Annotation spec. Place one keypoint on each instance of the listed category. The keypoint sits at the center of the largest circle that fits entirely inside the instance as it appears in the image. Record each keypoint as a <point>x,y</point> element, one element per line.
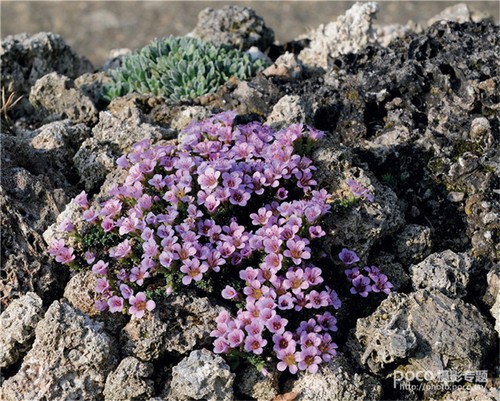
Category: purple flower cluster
<point>374,281</point>
<point>234,200</point>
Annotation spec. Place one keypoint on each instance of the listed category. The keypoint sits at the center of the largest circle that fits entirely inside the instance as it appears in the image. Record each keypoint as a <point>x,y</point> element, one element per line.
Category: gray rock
<point>349,34</point>
<point>112,137</point>
<point>201,376</point>
<point>413,244</point>
<point>235,26</point>
<point>446,271</point>
<point>70,359</point>
<point>458,13</point>
<point>18,324</point>
<point>362,225</point>
<point>130,381</point>
<point>26,58</point>
<point>334,381</point>
<point>290,109</point>
<point>473,393</point>
<point>55,95</point>
<point>423,332</point>
<point>286,66</point>
<point>253,384</point>
<point>180,323</point>
<point>145,338</point>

Directive:
Set out all of the material above as a numbered list, skipping blank lines and leaving out the pictures.

Final answer:
1. Annotation spec. Place one keypoint on each instance of the listed category. The keypoint sits at the center of the largest circle that fits entirely inside the instance as it appears in the image. Record each keypoint as a <point>x,y</point> element, one element per line.
2. Category: purple flower cluster
3. <point>374,281</point>
4. <point>234,200</point>
5. Annotation spec. Place one keypoint on each instance of the listed category. The keypoint sits at the center of the largest circle that fits entirely inside the instance as it appears in the image. Record each keypoint as a <point>x,y</point> element, one element per line.
6. Category: gray rock
7. <point>349,34</point>
8. <point>112,137</point>
9. <point>201,376</point>
10. <point>413,244</point>
11. <point>235,26</point>
12. <point>446,271</point>
13. <point>70,359</point>
14. <point>458,13</point>
15. <point>18,324</point>
16. <point>362,225</point>
17. <point>130,381</point>
18. <point>26,58</point>
19. <point>334,381</point>
20. <point>290,109</point>
21. <point>473,393</point>
22. <point>55,95</point>
23. <point>423,332</point>
24. <point>286,66</point>
25. <point>253,384</point>
26. <point>180,323</point>
27. <point>145,338</point>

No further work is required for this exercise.